**PAGE:**
# Playing Card Holder (Plastic Canvas)



## MzKnitCro (May 29, 2012)

Cards anyone? . Thanks to all who helped me get this started. These are so much fun to make.


----------



## Maria L (Apr 24, 2011)

I'd like to know how they are made!


----------



## MzKnitCro (May 29, 2012)

I used this tutorial:

http://www.dreamalittlebigger.com/post/plastic-canvas-playing-card-helper.html



Maria L said:


> I'd like to know how they are made!


----------



## Maria L (Apr 24, 2011)

Thank you!!!


----------



## MzKnitCro (May 29, 2012)

You are welcome.



Maria L said:


> Thank you!!!


----------



## knitteerli (Jun 3, 2015)

Thank you. I play cards with friends at least twice a week. With small hands ( no relation to you know who, I hope) I do finf it hard to hold a large number of cards.


----------



## knitteerli (Jun 3, 2015)

i note that the first requirement is a plastic playing card holder. Never heard of such a thing, must get out more.


----------



## louisezervas (Jun 28, 2011)

They would make nice gifts around the holidays.


----------



## Lois Lane (Nov 18, 2014)

And a good idea for grandkids whose little hands can't hold all the cards. One question--is there any problem in getting the two pieces held together tight enough that the cards don't fall out?

**SOURCE EXCERPT:**

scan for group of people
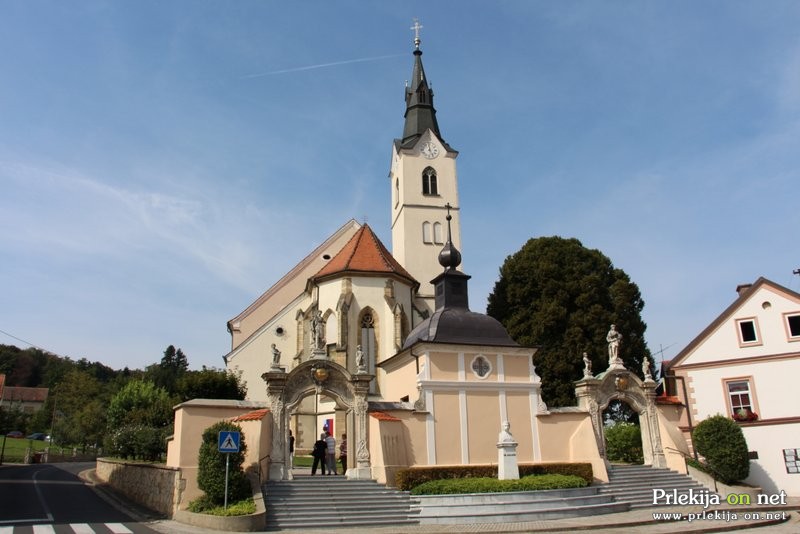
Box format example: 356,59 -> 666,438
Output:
311,432 -> 347,475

**PROBLEM STATEMENT:**
Translate this sentence from the plastic canvas card holder thread into Spanish: "I play cards with friends at least twice a week." The listing has no connection to the plastic canvas card holder thread.

**TASK OUTPUT:**
Juego a las cartas con amigos al menos dos veces por semana.